+++ MATERIAL SHOWN +++
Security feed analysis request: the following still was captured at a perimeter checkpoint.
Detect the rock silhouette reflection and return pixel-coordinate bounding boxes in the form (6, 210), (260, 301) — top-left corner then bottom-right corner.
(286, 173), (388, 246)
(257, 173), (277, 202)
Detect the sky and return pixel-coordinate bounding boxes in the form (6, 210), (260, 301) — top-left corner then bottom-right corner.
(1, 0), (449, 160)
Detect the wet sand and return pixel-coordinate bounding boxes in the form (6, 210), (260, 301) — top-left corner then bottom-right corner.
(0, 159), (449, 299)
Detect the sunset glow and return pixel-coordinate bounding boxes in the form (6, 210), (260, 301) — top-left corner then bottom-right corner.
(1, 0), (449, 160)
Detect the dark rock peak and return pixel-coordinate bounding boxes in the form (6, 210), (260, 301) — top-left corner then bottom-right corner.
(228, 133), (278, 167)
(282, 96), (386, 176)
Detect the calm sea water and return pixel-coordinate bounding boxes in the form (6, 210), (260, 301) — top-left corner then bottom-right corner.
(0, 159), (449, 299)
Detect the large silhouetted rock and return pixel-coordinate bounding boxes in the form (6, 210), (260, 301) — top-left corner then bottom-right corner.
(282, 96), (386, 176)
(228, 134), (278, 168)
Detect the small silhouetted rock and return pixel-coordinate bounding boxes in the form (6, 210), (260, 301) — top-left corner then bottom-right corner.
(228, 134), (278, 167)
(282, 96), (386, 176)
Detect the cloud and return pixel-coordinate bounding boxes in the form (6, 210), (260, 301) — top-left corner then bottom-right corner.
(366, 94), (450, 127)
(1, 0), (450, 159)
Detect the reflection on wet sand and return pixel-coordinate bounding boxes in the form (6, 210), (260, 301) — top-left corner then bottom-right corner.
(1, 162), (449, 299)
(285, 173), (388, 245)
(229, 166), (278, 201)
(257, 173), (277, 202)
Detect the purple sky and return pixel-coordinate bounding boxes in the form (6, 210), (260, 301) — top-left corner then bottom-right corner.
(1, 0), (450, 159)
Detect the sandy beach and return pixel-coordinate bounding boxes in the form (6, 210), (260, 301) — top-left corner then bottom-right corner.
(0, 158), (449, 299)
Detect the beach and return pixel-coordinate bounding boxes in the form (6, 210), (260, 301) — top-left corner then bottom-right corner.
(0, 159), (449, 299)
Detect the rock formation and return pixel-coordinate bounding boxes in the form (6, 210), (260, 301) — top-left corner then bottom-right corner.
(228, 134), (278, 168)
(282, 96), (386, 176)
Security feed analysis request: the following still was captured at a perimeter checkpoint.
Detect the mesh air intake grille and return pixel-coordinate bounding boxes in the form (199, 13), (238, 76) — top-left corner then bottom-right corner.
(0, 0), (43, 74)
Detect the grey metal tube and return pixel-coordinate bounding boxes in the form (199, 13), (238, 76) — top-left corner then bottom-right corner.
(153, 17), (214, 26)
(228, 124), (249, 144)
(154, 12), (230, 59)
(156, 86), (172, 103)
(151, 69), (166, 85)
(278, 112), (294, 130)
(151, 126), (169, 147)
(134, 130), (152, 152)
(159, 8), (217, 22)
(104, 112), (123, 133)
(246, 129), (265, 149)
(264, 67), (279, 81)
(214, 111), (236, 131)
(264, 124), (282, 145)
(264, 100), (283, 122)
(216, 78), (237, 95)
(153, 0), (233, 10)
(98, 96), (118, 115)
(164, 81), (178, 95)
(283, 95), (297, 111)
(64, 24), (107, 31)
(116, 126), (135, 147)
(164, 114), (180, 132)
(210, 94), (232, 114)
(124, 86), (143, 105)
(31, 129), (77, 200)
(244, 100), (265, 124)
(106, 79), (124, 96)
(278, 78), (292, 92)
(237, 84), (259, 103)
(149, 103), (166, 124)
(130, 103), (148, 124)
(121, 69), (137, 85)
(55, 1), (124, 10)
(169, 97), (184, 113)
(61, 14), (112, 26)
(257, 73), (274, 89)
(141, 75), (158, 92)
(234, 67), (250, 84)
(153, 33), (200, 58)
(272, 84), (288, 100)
+++
TASK> From the first line to the last, return the data above exactly.

SOLUTION TO THIS EXERCISE>
Security feed analysis request: the following still was captured at a perimeter checkpoint.
Detect the rock silhouette reflection and return pixel-coordinate bounding boxes in the form (6, 210), (260, 301) — top-left corner then bottom-right corner.
(286, 173), (388, 246)
(257, 173), (277, 202)
Detect the sky and return pixel-coordinate bounding boxes in the form (6, 210), (260, 301) — top-left corner then bottom-right corner.
(1, 0), (449, 160)
Detect the wet sand and return pixel-coordinate bounding boxes in the form (6, 210), (260, 301) — top-left corner then bottom-right corner.
(0, 159), (449, 299)
Detect the sunset glow and return pixel-coordinate bounding boxes in the form (6, 210), (260, 301) — top-left corner then bottom-right corner.
(1, 0), (449, 160)
Detect the dark rock peak and return pixel-coordinate bounding boxes in the form (6, 210), (260, 301) — top-left corner then bottom-right corner.
(228, 133), (278, 167)
(282, 96), (386, 176)
Detect the calm sea water and return pixel-coordinate bounding boxes in the form (6, 210), (260, 301) — top-left corner then bottom-right corner.
(0, 159), (449, 299)
Detect the large silhouetted rock and return pixel-coordinate bounding boxes in the form (6, 210), (260, 301) — top-left corner then bottom-right corner.
(282, 96), (386, 176)
(228, 134), (278, 168)
Detect the small silhouetted rock and return pixel-coordinate bounding boxes in the form (6, 210), (260, 301) — top-left corner then bottom-right corner.
(228, 134), (278, 167)
(282, 96), (386, 176)
Detect the cloud and return pixel-coordinate bounding boxes in the form (6, 210), (260, 301) — top-left corner then bottom-right corner.
(366, 94), (450, 127)
(1, 0), (450, 159)
Detect the reflection on wet sand and return pixel-coordinate bounding boxes in the form (6, 210), (260, 301) — top-left corner then bottom-right corner.
(1, 162), (449, 299)
(285, 173), (388, 245)
(229, 166), (278, 201)
(257, 173), (277, 202)
Detect the purple sky and return pixel-coordinate bounding boxes in the form (6, 210), (260, 301) — top-left corner then bottom-right corner.
(1, 0), (450, 159)
Detect the sandy beach and return pixel-coordinate bounding boxes in the form (6, 210), (260, 301) — top-left corner then bottom-right corner.
(0, 158), (449, 299)
Detect the beach and return pixel-coordinate bounding boxes in the form (6, 210), (260, 301) — top-left corner then bottom-right corner.
(0, 159), (449, 299)
Detect the rock formation and return pixel-coordinate bounding boxes in the form (6, 210), (260, 301) — top-left corner then bottom-right corner.
(228, 134), (278, 168)
(282, 96), (386, 176)
Security feed analysis request: the following still was captured at a perimeter checkpoint.
Detect the mesh air intake grille and return pixel-coordinate bounding boxes in the form (199, 13), (238, 76) — top-left corner then bottom-right corner.
(0, 0), (43, 74)
Detect the grey metal tube and return pixel-coordinate bounding boxes in the form (199, 13), (238, 76) — top-left corner then bottom-right corner.
(153, 17), (214, 26)
(228, 124), (249, 144)
(154, 12), (230, 59)
(156, 86), (172, 103)
(151, 69), (166, 85)
(278, 112), (294, 130)
(151, 126), (169, 147)
(134, 130), (152, 152)
(159, 8), (217, 22)
(104, 112), (123, 133)
(246, 129), (265, 149)
(264, 67), (279, 81)
(214, 111), (236, 131)
(264, 124), (282, 145)
(264, 100), (283, 122)
(216, 78), (237, 95)
(153, 0), (233, 10)
(98, 96), (118, 115)
(164, 81), (178, 95)
(283, 95), (297, 111)
(64, 24), (107, 31)
(116, 126), (135, 147)
(164, 114), (180, 132)
(210, 94), (232, 114)
(124, 86), (143, 105)
(31, 129), (77, 200)
(244, 100), (265, 124)
(106, 79), (124, 96)
(278, 78), (292, 92)
(237, 84), (259, 103)
(149, 103), (166, 124)
(130, 103), (148, 124)
(121, 69), (137, 85)
(55, 1), (124, 10)
(169, 97), (184, 113)
(61, 14), (112, 26)
(257, 73), (274, 89)
(141, 75), (158, 92)
(234, 67), (250, 84)
(153, 33), (200, 58)
(272, 84), (288, 100)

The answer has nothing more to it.